-- start of DOCUMENT TEXT --
Press Contact: Joe Watson
Phone: 602.383.4155
FOR IMMEDIATE RELEASE
Tucson, Arizona — Sept. 26, 2018 — The most recent in a series of reports on mass incarceration in Arizona underscores the conclusion that the state’s existing criminal justice policies are deeply flawed, based on faulty assumptions, and are potentially undermining public safety rather than enhancing it. The report from FWD.us—which uses data directly from the Arizona Department of Corrections—joins a growing chorus statewide in calling for comprehensive sentencing reform.
FWD.us, a bipartisan research and political organization, released the first of three reports addressing mass incarceration in Arizona last week. Arizona’s Imprisonment Crisis: The High Price of Prison Growth is the most comprehensive look at the drivers behind increased incarceration in Arizona, showing that Arizona’s high incarceration rate—the 4th highest in the country—is the result of bad policy decisions and aggressive prosecution, not population growth or rising crime rates.
-- end of DOCUMENT TEXT --
◆ **REQUEST 1**
Return every line of the records below that contains the word "head".
-- start of EXERCISE INPUT --
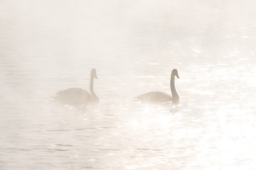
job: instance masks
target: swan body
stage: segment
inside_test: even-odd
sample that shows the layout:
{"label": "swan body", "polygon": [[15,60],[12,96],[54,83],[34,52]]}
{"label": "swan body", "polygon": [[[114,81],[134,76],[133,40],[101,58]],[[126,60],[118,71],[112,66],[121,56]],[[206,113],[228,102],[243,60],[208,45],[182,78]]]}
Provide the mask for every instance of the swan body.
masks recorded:
{"label": "swan body", "polygon": [[97,79],[96,69],[92,69],[90,83],[90,94],[82,89],[70,88],[57,92],[56,96],[53,98],[60,103],[71,105],[85,105],[91,102],[98,101],[99,98],[96,96],[93,88],[95,78]]}
{"label": "swan body", "polygon": [[179,96],[176,91],[175,84],[174,84],[174,78],[175,76],[179,79],[177,69],[174,69],[171,72],[171,96],[166,93],[161,91],[151,91],[142,95],[139,95],[137,98],[143,102],[149,102],[149,103],[164,103],[168,101],[172,101],[173,103],[179,103]]}

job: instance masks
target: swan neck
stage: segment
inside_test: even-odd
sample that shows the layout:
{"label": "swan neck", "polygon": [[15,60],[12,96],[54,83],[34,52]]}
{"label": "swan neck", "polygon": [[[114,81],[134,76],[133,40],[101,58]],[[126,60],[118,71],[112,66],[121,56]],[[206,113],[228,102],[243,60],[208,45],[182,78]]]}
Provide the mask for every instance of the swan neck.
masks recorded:
{"label": "swan neck", "polygon": [[174,77],[175,77],[174,74],[171,74],[170,86],[171,86],[171,95],[172,95],[173,98],[174,98],[176,96],[178,96],[177,91],[176,90],[176,88],[175,88]]}
{"label": "swan neck", "polygon": [[94,76],[91,74],[90,81],[90,92],[91,93],[92,97],[94,99],[97,99],[98,98],[94,91],[93,82],[94,82]]}

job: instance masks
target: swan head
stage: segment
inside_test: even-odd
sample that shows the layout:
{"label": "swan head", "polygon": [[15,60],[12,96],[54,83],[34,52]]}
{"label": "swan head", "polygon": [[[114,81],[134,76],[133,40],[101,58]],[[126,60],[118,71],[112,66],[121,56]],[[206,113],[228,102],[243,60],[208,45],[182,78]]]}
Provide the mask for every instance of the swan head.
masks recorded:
-- end of EXERCISE INPUT --
◆ **REQUEST 2**
Answer these questions from the press release above:
(a) Who is listed as the press contact?
(b) Which agency supplied the data used in the FWD.us report?
(c) Where does Arizona's incarceration rate rank among the states?

◆ **EXERCISE SOLUTION 1**
target: swan head
{"label": "swan head", "polygon": [[15,60],[12,96],[54,83],[34,52]]}
{"label": "swan head", "polygon": [[[114,81],[134,76],[133,40],[101,58]],[[126,60],[118,71],[112,66],[121,56]],[[206,113],[228,102],[243,60],[208,45],[182,78]]]}
Provide the mask for every instance of the swan head.

◆ **EXERCISE SOLUTION 2**
(a) Joe Watson
(b) The Arizona Department of Corrections
(c) 4th highest in the country